- **Given request**:
How many lines in the listing below contain the word "black"? Reply with the number alone.

▼

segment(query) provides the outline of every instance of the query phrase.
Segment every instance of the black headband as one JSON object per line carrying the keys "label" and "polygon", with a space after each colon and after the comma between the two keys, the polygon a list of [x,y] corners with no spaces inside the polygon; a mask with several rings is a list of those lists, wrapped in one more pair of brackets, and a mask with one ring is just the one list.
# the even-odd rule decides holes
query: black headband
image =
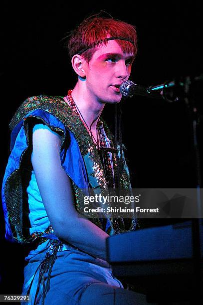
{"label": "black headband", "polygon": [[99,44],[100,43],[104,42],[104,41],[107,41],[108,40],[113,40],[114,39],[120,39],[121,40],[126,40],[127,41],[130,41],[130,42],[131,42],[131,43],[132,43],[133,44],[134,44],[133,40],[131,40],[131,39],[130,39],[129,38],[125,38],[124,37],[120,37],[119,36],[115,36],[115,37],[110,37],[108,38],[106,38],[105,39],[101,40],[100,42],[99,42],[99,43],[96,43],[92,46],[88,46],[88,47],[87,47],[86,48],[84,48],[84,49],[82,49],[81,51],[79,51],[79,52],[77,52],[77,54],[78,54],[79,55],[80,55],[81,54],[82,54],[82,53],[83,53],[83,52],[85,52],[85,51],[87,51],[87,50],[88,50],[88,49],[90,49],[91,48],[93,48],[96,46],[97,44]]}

▲
▼

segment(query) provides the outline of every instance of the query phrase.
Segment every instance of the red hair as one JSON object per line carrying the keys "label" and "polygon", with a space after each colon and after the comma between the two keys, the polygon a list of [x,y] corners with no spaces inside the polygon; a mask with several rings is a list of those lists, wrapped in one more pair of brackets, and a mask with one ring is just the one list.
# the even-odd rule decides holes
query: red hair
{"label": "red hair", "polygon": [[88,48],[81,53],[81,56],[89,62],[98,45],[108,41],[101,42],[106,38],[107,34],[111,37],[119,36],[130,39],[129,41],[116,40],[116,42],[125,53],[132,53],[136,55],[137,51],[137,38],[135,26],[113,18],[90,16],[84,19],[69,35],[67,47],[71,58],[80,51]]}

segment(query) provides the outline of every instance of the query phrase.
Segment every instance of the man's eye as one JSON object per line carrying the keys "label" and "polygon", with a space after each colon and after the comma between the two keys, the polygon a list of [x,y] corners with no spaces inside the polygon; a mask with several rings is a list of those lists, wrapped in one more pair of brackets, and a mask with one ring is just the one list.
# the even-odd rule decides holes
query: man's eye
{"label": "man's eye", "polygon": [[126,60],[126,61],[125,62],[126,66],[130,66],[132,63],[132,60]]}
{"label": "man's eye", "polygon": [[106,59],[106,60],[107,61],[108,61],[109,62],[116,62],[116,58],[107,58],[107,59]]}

▲
▼

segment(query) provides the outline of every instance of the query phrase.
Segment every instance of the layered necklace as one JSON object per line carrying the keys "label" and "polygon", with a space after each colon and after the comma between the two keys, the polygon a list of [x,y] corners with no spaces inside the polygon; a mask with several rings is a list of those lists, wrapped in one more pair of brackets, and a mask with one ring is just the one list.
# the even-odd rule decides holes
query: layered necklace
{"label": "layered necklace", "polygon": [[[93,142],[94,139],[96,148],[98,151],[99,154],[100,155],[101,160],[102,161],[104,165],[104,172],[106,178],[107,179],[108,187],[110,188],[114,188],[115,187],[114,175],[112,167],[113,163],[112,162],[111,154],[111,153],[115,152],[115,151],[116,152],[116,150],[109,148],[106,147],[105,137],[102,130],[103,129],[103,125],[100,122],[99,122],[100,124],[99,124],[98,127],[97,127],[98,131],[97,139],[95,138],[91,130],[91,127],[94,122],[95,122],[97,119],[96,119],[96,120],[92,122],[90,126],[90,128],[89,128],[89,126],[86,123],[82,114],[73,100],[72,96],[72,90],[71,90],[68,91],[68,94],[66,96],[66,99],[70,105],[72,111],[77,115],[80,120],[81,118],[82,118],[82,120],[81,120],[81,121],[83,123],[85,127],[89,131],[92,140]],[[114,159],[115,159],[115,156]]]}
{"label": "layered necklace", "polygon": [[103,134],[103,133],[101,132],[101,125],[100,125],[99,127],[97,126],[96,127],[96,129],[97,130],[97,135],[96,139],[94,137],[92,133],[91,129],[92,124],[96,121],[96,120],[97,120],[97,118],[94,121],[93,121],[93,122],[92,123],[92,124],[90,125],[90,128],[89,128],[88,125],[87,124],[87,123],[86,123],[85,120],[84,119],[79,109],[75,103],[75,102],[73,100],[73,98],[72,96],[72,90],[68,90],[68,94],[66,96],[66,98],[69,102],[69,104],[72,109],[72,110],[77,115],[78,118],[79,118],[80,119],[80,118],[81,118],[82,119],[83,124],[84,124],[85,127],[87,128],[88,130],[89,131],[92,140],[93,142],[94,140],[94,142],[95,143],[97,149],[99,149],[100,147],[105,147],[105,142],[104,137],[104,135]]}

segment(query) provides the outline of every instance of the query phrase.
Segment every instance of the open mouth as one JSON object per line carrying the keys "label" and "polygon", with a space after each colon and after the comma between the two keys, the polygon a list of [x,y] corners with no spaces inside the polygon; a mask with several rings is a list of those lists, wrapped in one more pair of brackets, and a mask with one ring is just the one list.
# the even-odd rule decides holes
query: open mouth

▲

- **Completed exercise**:
3